Excerpt:

● ● ● ●

Ah, Web 2.0. Is there anything it can't do? Well, the list just got shorter with the beta launch of a collaborative book publishing community called
WEbook.
The idea is to create an open-source-style system for authors to create work which can be edited and modified by others: a hard-copy Wikipedia, if you will.
If you're wondering how the heck that would ever produce anything you'd want to read, then check out
Pandora – the sites first publication.
Pandora is a collaborative effort between thirty-four of the sites original alpha testers. Yes, that's thirty-four people, of which half are listed as authors of the work.
The hard copy book sells for $13.99, and any profits generated are split between the seventeen major contributors listed on the product page. A quick way to get rich, it isn't.
While I'm sceptical of how well a plot-by-committee novel will read, I
can see a future for the site in the publication of historical and technical works – works that often have multiple authors even when published by a mainstream press.

● ● ● ●

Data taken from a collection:
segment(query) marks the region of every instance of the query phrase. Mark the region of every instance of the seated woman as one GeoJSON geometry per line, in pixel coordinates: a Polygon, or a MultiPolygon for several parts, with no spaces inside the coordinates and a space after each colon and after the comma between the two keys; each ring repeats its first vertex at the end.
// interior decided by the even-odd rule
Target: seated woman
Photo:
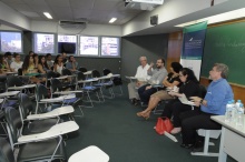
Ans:
{"type": "MultiPolygon", "coordinates": [[[[182,64],[178,62],[171,62],[170,73],[164,79],[163,84],[166,88],[174,88],[180,83],[179,80],[179,70],[183,69],[182,64]]],[[[161,100],[174,99],[171,95],[167,93],[166,90],[157,91],[156,93],[150,95],[148,107],[145,111],[138,112],[138,117],[147,117],[155,107],[157,107],[158,102],[161,100]]]]}
{"type": "MultiPolygon", "coordinates": [[[[22,75],[26,75],[28,73],[37,73],[38,70],[35,68],[35,60],[33,57],[27,55],[23,60],[22,64],[22,75]]],[[[36,77],[30,77],[30,81],[32,83],[40,83],[46,81],[46,78],[38,79],[36,77]]]]}
{"type": "Polygon", "coordinates": [[[183,148],[195,149],[203,146],[196,130],[219,130],[222,125],[210,119],[212,115],[224,115],[226,104],[234,99],[233,90],[227,82],[228,67],[223,63],[215,63],[209,71],[209,77],[213,80],[207,88],[207,93],[204,99],[198,97],[190,97],[197,107],[196,111],[184,112],[180,114],[182,119],[182,139],[183,148]],[[199,143],[200,142],[200,143],[199,143]]]}
{"type": "Polygon", "coordinates": [[[53,63],[53,71],[62,75],[62,70],[63,70],[62,57],[58,54],[53,63]]]}
{"type": "Polygon", "coordinates": [[[0,54],[0,73],[6,74],[6,72],[9,72],[10,68],[8,62],[4,60],[4,57],[0,54]]]}
{"type": "Polygon", "coordinates": [[[47,73],[48,70],[49,70],[49,67],[46,62],[46,57],[45,55],[39,55],[38,72],[45,74],[45,73],[47,73]]]}

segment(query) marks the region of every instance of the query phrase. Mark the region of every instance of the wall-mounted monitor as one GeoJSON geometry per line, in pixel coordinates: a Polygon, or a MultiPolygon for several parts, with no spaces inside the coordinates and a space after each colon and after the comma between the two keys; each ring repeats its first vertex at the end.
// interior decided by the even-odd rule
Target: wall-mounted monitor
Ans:
{"type": "Polygon", "coordinates": [[[80,54],[81,55],[99,55],[99,38],[98,37],[80,37],[80,54]]]}
{"type": "Polygon", "coordinates": [[[119,57],[120,39],[114,37],[101,37],[101,57],[119,57]]]}
{"type": "Polygon", "coordinates": [[[58,53],[66,52],[75,54],[77,49],[76,36],[58,36],[58,53]]]}
{"type": "Polygon", "coordinates": [[[35,33],[36,53],[55,53],[55,34],[35,33]]]}
{"type": "Polygon", "coordinates": [[[22,52],[21,32],[0,32],[2,52],[22,52]]]}

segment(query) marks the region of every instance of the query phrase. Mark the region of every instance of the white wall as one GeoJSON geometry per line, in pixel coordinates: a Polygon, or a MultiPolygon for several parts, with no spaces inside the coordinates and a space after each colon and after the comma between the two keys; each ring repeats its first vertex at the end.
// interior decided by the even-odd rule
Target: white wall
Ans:
{"type": "Polygon", "coordinates": [[[127,22],[122,27],[122,34],[127,36],[146,28],[151,28],[149,23],[151,16],[158,14],[158,24],[160,24],[209,7],[210,0],[165,0],[163,6],[159,6],[151,12],[146,11],[127,22]]]}
{"type": "Polygon", "coordinates": [[[30,30],[30,20],[0,1],[0,22],[17,29],[30,30]],[[18,24],[18,26],[17,26],[18,24]]]}
{"type": "Polygon", "coordinates": [[[31,21],[31,31],[55,32],[66,34],[87,34],[87,36],[116,36],[121,37],[121,27],[109,24],[87,24],[86,29],[68,28],[62,29],[58,22],[52,21],[31,21]]]}

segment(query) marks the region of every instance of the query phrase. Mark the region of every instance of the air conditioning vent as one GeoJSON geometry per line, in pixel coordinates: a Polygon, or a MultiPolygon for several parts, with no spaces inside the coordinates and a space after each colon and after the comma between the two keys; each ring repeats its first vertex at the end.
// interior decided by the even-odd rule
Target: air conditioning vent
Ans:
{"type": "Polygon", "coordinates": [[[59,21],[59,26],[61,28],[79,28],[79,29],[85,29],[87,26],[87,21],[59,21]]]}

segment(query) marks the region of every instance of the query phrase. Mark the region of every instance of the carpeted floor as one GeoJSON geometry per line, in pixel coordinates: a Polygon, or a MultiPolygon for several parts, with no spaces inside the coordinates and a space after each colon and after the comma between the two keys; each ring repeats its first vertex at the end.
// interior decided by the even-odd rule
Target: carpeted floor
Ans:
{"type": "MultiPolygon", "coordinates": [[[[89,145],[97,145],[110,158],[110,162],[217,162],[217,158],[193,156],[190,151],[179,146],[165,135],[158,135],[154,126],[158,115],[144,120],[136,115],[140,107],[131,105],[126,85],[124,95],[84,108],[84,118],[76,118],[79,132],[67,141],[68,158],[89,145]]],[[[210,151],[218,151],[219,139],[210,151]]],[[[228,162],[233,162],[228,158],[228,162]]]]}

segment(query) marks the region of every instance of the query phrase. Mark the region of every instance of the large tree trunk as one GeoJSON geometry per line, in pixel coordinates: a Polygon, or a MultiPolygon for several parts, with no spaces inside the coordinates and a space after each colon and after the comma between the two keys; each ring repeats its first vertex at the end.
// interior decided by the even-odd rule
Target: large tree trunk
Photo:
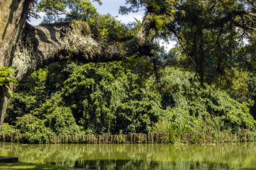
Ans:
{"type": "MultiPolygon", "coordinates": [[[[33,0],[0,0],[0,67],[15,68],[20,81],[52,62],[78,58],[84,62],[124,60],[133,54],[148,55],[154,35],[150,32],[152,15],[144,17],[137,36],[111,44],[98,42],[86,23],[32,26],[26,23],[33,0]]],[[[9,98],[0,101],[0,129],[9,98]]]]}
{"type": "MultiPolygon", "coordinates": [[[[0,67],[11,66],[32,0],[0,0],[0,67]]],[[[9,97],[0,99],[0,130],[9,97]]]]}

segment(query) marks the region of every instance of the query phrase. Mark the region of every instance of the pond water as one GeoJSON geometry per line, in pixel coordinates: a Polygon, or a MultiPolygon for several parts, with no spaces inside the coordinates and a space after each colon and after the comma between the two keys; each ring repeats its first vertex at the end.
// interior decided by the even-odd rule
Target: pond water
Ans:
{"type": "Polygon", "coordinates": [[[0,155],[84,169],[256,169],[255,142],[215,146],[0,142],[0,155]]]}

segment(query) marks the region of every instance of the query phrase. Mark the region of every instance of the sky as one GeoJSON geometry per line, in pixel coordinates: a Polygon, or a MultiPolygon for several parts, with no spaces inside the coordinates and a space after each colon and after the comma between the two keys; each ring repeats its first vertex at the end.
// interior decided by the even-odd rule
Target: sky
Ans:
{"type": "MultiPolygon", "coordinates": [[[[117,16],[117,19],[121,21],[124,24],[128,24],[129,22],[135,22],[134,17],[142,21],[144,14],[143,11],[139,11],[137,13],[131,13],[129,15],[122,15],[119,13],[119,7],[121,5],[125,5],[125,0],[102,0],[102,5],[99,5],[98,3],[94,2],[94,7],[97,9],[98,12],[101,14],[110,13],[113,16],[117,16]]],[[[33,26],[38,26],[41,23],[43,19],[44,13],[39,13],[40,18],[35,19],[30,18],[29,23],[33,26]]],[[[170,48],[174,46],[176,42],[170,42],[168,44],[164,41],[160,41],[160,44],[163,45],[166,51],[168,51],[170,48]]]]}

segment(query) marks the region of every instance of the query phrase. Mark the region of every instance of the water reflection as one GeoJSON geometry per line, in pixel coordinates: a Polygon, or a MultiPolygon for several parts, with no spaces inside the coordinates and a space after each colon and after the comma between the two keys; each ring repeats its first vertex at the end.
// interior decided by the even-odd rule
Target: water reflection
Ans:
{"type": "Polygon", "coordinates": [[[29,144],[0,143],[0,155],[85,169],[256,169],[255,143],[29,144]]]}

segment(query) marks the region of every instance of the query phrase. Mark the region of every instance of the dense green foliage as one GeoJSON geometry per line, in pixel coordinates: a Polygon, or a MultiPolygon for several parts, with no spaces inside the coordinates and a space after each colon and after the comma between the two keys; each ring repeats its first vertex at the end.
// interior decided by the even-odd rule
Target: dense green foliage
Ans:
{"type": "Polygon", "coordinates": [[[11,94],[9,86],[11,84],[17,85],[18,81],[11,77],[14,69],[13,68],[0,67],[0,99],[5,95],[11,94]]]}
{"type": "Polygon", "coordinates": [[[245,103],[214,85],[201,88],[193,73],[175,67],[160,70],[156,83],[154,74],[143,69],[148,62],[41,69],[18,87],[3,131],[14,128],[26,142],[45,142],[44,136],[59,134],[255,130],[245,103]]]}
{"type": "Polygon", "coordinates": [[[124,62],[69,61],[33,73],[18,87],[3,131],[39,143],[62,134],[160,131],[177,142],[184,133],[255,131],[249,110],[256,99],[255,3],[126,1],[130,6],[121,13],[144,9],[149,24],[125,25],[98,14],[89,0],[36,4],[46,13],[42,24],[84,27],[102,44],[124,46],[142,26],[156,40],[147,44],[149,56],[135,58],[138,52],[124,62]],[[165,54],[158,38],[177,45],[165,54]]]}

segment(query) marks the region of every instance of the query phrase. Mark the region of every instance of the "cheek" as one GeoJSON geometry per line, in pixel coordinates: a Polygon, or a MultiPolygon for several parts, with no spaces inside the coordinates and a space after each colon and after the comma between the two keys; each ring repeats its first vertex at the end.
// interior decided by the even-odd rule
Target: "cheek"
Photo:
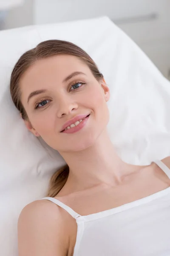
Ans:
{"type": "Polygon", "coordinates": [[[96,115],[103,117],[103,115],[106,115],[108,108],[104,92],[99,86],[99,84],[97,84],[93,90],[91,90],[86,102],[89,104],[89,107],[93,109],[96,115]]]}
{"type": "Polygon", "coordinates": [[[47,132],[52,131],[53,130],[54,122],[54,115],[52,115],[51,111],[48,111],[47,110],[45,110],[44,111],[37,113],[33,118],[30,119],[33,126],[42,137],[46,134],[47,132]]]}

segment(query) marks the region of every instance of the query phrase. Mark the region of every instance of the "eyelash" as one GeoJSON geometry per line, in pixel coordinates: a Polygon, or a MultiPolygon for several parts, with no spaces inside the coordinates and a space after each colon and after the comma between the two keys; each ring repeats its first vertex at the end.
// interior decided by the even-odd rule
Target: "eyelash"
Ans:
{"type": "MultiPolygon", "coordinates": [[[[84,83],[83,82],[81,82],[80,81],[76,81],[73,84],[71,84],[70,86],[71,86],[71,87],[72,86],[74,86],[75,84],[82,84],[82,85],[80,85],[80,86],[78,88],[76,88],[76,89],[73,89],[73,90],[71,90],[69,91],[77,90],[79,90],[80,88],[81,88],[82,87],[82,85],[86,84],[85,83],[84,83]]],[[[45,105],[44,105],[44,106],[42,106],[42,107],[39,107],[38,105],[39,104],[40,104],[40,103],[41,103],[41,102],[43,102],[43,101],[47,101],[47,100],[50,100],[50,102],[51,101],[50,100],[48,99],[43,99],[40,100],[38,102],[36,103],[35,107],[34,108],[34,109],[37,109],[38,108],[43,108],[44,107],[45,107],[45,106],[47,105],[47,104],[48,104],[48,103],[47,103],[47,104],[45,104],[45,105]]]]}

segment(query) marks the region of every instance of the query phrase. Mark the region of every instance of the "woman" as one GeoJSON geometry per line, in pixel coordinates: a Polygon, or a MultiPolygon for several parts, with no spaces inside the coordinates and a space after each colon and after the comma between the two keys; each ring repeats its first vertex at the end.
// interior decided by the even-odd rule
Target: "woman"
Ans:
{"type": "Polygon", "coordinates": [[[107,131],[109,90],[90,56],[43,42],[20,57],[10,87],[28,129],[68,164],[47,197],[23,209],[19,256],[170,255],[169,157],[120,159],[107,131]]]}

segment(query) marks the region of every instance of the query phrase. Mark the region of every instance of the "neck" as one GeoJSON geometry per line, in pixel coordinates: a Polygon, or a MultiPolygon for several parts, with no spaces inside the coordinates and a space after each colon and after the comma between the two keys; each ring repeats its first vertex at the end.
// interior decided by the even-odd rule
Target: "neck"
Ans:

● ● ● ●

The problem:
Answer these questions from the article on WEbook above:
(a) What is the name of the site's first publication?
(b) What is the price of the hard-copy book?
(c) Among how many major contributors are the profits split?

Correct response:
(a) Pandora
(b) $13.99
(c) Seventeen